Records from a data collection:

--- Begin ---

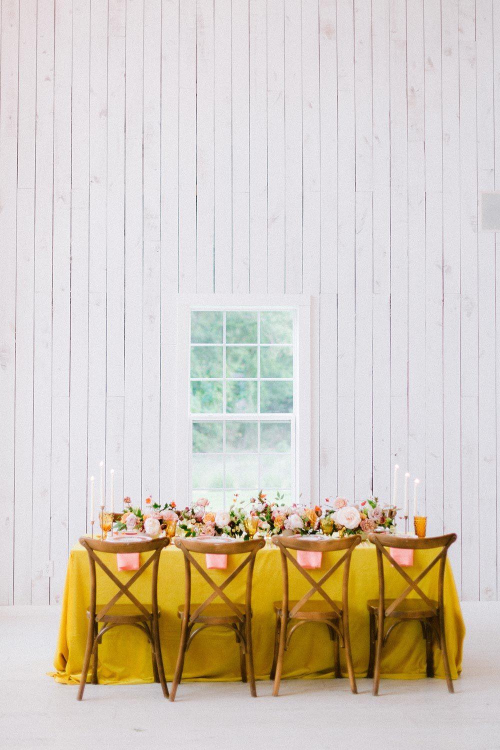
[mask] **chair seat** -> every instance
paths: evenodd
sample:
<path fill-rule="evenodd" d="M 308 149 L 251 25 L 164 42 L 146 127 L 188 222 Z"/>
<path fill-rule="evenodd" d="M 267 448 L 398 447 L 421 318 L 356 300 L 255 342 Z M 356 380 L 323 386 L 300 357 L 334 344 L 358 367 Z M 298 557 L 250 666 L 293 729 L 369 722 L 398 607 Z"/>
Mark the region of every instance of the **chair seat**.
<path fill-rule="evenodd" d="M 191 602 L 191 614 L 198 609 L 200 605 L 199 604 L 195 604 Z M 245 608 L 244 604 L 238 604 L 235 603 L 235 607 L 241 612 L 244 616 Z M 177 616 L 180 617 L 181 620 L 184 617 L 184 604 L 181 606 L 177 610 Z M 214 622 L 217 620 L 217 622 Z M 223 624 L 226 623 L 238 623 L 241 622 L 240 619 L 237 616 L 234 610 L 232 610 L 229 604 L 225 604 L 223 603 L 216 602 L 215 604 L 207 604 L 205 609 L 201 612 L 199 615 L 196 617 L 196 622 L 210 622 L 213 625 L 217 625 L 217 622 L 222 622 Z"/>
<path fill-rule="evenodd" d="M 296 604 L 298 603 L 298 599 L 295 601 L 289 602 L 288 608 L 289 612 L 293 609 Z M 336 602 L 334 599 L 334 603 L 339 608 L 340 612 L 342 612 L 342 602 Z M 273 607 L 274 608 L 274 611 L 278 614 L 281 614 L 282 602 L 274 602 L 273 603 Z M 325 599 L 308 599 L 305 604 L 302 604 L 301 609 L 298 612 L 296 612 L 293 616 L 293 620 L 338 620 L 339 614 L 334 610 L 332 610 L 331 607 Z"/>
<path fill-rule="evenodd" d="M 142 604 L 142 602 L 141 602 Z M 143 604 L 144 607 L 148 610 L 148 614 L 144 614 L 140 612 L 137 608 L 130 603 L 130 604 L 113 604 L 110 609 L 106 613 L 106 614 L 99 619 L 100 622 L 115 622 L 121 625 L 129 625 L 133 622 L 148 622 L 153 619 L 153 615 L 151 614 L 151 605 L 150 604 Z M 99 614 L 99 610 L 102 609 L 103 604 L 96 605 L 96 614 Z M 158 616 L 160 616 L 160 610 L 158 610 Z M 87 610 L 87 617 L 90 616 L 90 610 Z"/>
<path fill-rule="evenodd" d="M 384 599 L 384 608 L 395 602 L 395 599 Z M 399 617 L 400 620 L 421 620 L 426 617 L 435 617 L 438 614 L 438 602 L 430 600 L 433 607 L 427 605 L 424 599 L 403 599 L 388 617 Z M 369 599 L 367 602 L 368 609 L 372 612 L 379 611 L 379 599 Z"/>

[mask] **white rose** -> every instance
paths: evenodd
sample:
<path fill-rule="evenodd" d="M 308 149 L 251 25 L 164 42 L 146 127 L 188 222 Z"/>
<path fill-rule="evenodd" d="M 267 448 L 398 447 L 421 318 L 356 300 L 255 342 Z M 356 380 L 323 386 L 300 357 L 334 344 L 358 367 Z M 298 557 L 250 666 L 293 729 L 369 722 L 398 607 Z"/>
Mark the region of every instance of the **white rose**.
<path fill-rule="evenodd" d="M 346 506 L 335 512 L 335 523 L 339 526 L 345 526 L 346 529 L 357 529 L 361 523 L 361 516 L 357 508 L 353 506 Z"/>
<path fill-rule="evenodd" d="M 160 532 L 161 530 L 161 526 L 158 519 L 146 518 L 144 522 L 144 530 L 148 536 L 151 536 L 151 538 L 156 539 L 157 537 L 160 536 Z"/>
<path fill-rule="evenodd" d="M 231 523 L 231 516 L 226 511 L 219 511 L 215 514 L 215 525 L 219 529 L 223 529 Z"/>
<path fill-rule="evenodd" d="M 295 529 L 301 529 L 304 526 L 302 519 L 298 513 L 292 513 L 285 521 L 285 526 L 294 531 Z"/>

--- End ---

Rewrite the data from the line with "[mask] **white rose** -> every instance" through the end of the data, keeping every line, and multiply each coordinate in the answer outlines by 1.55, rounding to whole numbers with halves going up. Leave the requests and their sample outlines unchanged.

CORRECT ANSWER –
[mask] **white rose** -> every instance
paths: evenodd
sample:
<path fill-rule="evenodd" d="M 308 149 L 251 25 L 164 42 L 146 127 L 188 222 Z"/>
<path fill-rule="evenodd" d="M 267 448 L 398 447 L 421 318 L 356 300 L 255 342 Z M 356 380 L 323 386 L 300 357 L 334 344 L 358 367 Z M 298 557 L 250 666 L 293 729 L 369 722 L 398 607 Z"/>
Mark the region of every instance of the **white rose**.
<path fill-rule="evenodd" d="M 536 784 L 519 794 L 519 811 L 525 815 L 535 815 L 536 820 L 553 820 L 560 811 L 560 800 L 553 787 L 547 784 Z"/>
<path fill-rule="evenodd" d="M 248 825 L 250 822 L 250 815 L 245 804 L 226 803 L 223 809 L 223 822 L 229 831 L 234 831 L 234 834 L 242 835 L 243 832 L 248 831 Z"/>
<path fill-rule="evenodd" d="M 358 811 L 358 800 L 350 792 L 339 792 L 333 797 L 333 814 L 339 820 L 346 820 Z"/>
<path fill-rule="evenodd" d="M 457 820 L 467 820 L 471 815 L 468 804 L 462 795 L 453 795 L 442 808 L 442 815 L 456 823 Z"/>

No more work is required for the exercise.